READING TEXT.
☆ ☆ ☆
This double-your-fun weekend stands out as a highlight in a year that will also include a big book debut, the reopening of a landmark museum and the Indianapolis debut of the musical “Six.”
The WNBA and Summer Celebration convergence is scheduled for July 18-19, with women’s hoops stars taking over Gainbridge Fieldhouse for 3-point and skills competitions on July 18 and the game on July 19. Summer Celebration’s “Music Heritage Festival” is scheduled for July 18 at a site yet to be announced. Traditionally, Summer Celebration’s upscale party known as “The All White Affair” happens the day after the Music Heritage Festival.
Elsewhere on the calendar, Oscar-winning costumes from “Black Panther” films will be on display at The Children’s Museum of Indianapolis as part of an exhibition titled “Ruth E. Carter: Afrofuturism in Costume Design.” In March, a touring edition of Broadway musical “Six” will be presented here for the first time.
Best-selling Indianapolis author John Green will return with his first book since 2021’s “The Anthropocene Reviewed,” and set-in-Indiana Netflix series “Stranger Things” will wrap up its retro saga of science fiction and horror.
Check out 10 new ways to be entertained in 2025:
1. Movie costumes at The Children’s Museum of Indianapolis
Costume designer Ruth E. Carter made history as the first Black woman to win more than one Academy Award. The 64-year-old Massachusetts native won Oscar trophies for 2018 film “Black Panther” and 2022 film “Black Panther: Wakanda Forever.” Previously, she received Oscar nominations for her work on 1992’s “Malcolm X” and 1997’s “Amistad.” The exhibition “Ruth E. Carter: Afrofuturism in Costume Design,” featuring attire seen in the “Black Panther” films as well as “Do the Right Thing” and “Coming 2 America,” is scheduled to open March 22 at the Children’s Museum.
2. An epic summer weekend
Looking ahead to the simultaneous staging of the WNBA All-Star Weekend and Indiana Black Expo Summer Celebration, it’s worth noting that basketball has been part of Indiana Black Expo from the beginning. In 1971, male players from both the NBA and ABA participated in a Black Expo exhibition at the Indiana State Fairgrounds. For an idea of what entertainment could be in store for the 2025 WNBA All-Star Weekend, let’s consider last year’s event in Phoenix—where Caitlin Clark, Aliyah Boston and Kelsey Mitchell represented the Indiana Fever. Rapper Pitbull performed during halftime of the game, and country music artist Cody Johnson sang “The Star-Spangled Banner” before tipoff. Last year’s Music Heritage Festival concert as part of Summer Celebration featured a lineup of Johnny Gill, Lalah Hathaway, Morris Day & the Time, Atlantic Starr and Karyn White. Announcements related to 2025’s performers are expected in coming weeks.
3. Revived storytelling at the track
The Indianapolis Motor Speedway Museum is expected to reopen in April, following 17 months of closure for renovations. The new-look museum will feature a mezzanine level for telling the stories and preserving the history of the Indianapolis 500. On the museum’s first floor, a Gasoline Alley gallery will showcase more than a century of evolution at the track through cars and artifacts. An $89 million capital campaign to fund the renovations, a new offsite restoration facility and a new endowment is billed as “The Stories Behind the Spectacle.”
☆ ☆ ☆
WORK REQUIRED.
Continue the article about new entertainment in Indianapolis in 2025, starting right after its last sentence.

PROVIDED MATERIAL.
☆ ☆ ☆
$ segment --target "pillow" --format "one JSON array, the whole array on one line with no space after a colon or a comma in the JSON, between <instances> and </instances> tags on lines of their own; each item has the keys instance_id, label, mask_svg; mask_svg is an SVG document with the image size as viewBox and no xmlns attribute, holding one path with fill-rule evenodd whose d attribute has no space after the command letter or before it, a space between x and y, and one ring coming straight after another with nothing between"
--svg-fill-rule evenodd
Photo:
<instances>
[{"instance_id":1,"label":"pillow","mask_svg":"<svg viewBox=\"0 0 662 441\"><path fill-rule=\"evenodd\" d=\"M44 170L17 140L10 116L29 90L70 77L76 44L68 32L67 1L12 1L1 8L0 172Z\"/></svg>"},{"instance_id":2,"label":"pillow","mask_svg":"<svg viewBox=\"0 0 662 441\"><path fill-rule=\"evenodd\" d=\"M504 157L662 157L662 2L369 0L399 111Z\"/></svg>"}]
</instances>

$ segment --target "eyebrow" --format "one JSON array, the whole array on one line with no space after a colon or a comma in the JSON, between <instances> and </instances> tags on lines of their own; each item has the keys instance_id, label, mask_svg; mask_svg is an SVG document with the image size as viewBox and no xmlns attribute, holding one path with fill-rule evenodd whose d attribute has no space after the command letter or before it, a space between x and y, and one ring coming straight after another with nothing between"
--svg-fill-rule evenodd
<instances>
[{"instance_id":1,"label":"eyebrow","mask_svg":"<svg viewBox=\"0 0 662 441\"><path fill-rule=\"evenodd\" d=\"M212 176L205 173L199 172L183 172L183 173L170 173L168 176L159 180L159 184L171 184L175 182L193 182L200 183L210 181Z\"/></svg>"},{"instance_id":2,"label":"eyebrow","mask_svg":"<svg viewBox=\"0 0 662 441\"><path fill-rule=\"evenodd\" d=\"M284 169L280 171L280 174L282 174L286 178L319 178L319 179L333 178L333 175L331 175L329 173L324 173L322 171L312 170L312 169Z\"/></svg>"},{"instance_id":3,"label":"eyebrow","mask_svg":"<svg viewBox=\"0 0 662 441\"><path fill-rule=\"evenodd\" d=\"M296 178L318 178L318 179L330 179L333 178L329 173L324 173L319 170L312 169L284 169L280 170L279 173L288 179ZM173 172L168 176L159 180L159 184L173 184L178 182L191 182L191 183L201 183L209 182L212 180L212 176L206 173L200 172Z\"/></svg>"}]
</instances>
☆ ☆ ☆
WRITTEN RESPONSE.
4. John Green’s next book
Tuberculosis, the world’s deadliest infectious disease, is the subject of John Green’s next book. Green, the Indianapolis-based author of best-selling fiction books such as “The Fault in Our Stars” and “Turtles All the Way Down,” told IBJ last January that tuberculosis captured his attention during a 2019 visit to a hospital in Africa. The novelist met a young man in Sierra Leone who was diagnosed with multidrug-resistant tuberculosis, and Green bonded with the patient who shares a first name with Green’s adolescent son, Henry. Nonfiction book “Everything Is Tuberculosis: The History and Persistence of Our Deadliest Infection” is scheduled to arrive in stores on March 18.
5. Contemporary art in Garfield Park
A contemporary art museum will be the centerpiece of a 40,000-square-foot building expected to open in the fourth quarter on the campus of Big Car Collaborative in the Garfield Park neighborhood. Previously a factory for making jet-engine components, the renovated building will devote five exhibition spaces to modern art. Plans for the building include a cafe, a commercial kitchen, a performance space, five business incubator storefronts, two audio recording studios and 20 studios for visual artists. Through Feb. 1, Big Car is attempting to raise $50,000 for kitchen equipment and culinary teaching tools. For more information about the “Big Table” crowdfunding campaign, visit patroncity.com.
6. Music-themed gathering space in Broad Ripple
The owners of Indy CD & Vinyl, 806 Broad Ripple Ave., plan to add a neighborhood gathering space by expanding into the former location of Landsharks nightclub. Broad Ripple “is sorely lacking in family and all-ages options, community engagement and ‘third space,’” said Andy Skinner, co-owner of Indy CD & Vinyl. A new stage will be the site of all-ages concerts as well as artist meet-and-greets. The expansion, known as “The 808 at Indy CD & Vinyl,” is projected to open in time for Record Store Day in April.
7. R.E.M. covers by an all-star band
On Feb. 24, Michael Shannon (an actor known for his work in “Knives Out” and “8 Mile”) and Jason Narducy (a musician known for his collaborations with Bob Mould and Spoon vocalist-guitarist Britt Daniel) will bring a band to the Vogue, 6259 N. College Ave., to perform the songs of 1985 R.E.M. album “Fables of the Reconstruction.” Shannon and Narducy performed the songs of R.E.M.’s debut album, “Murmur,” during a 2024 tour. The supporting cast for Shannon and Narducy includes Wilco bass player John Stirratt and Poi Dog Pondering guitarist Dag Juhlin.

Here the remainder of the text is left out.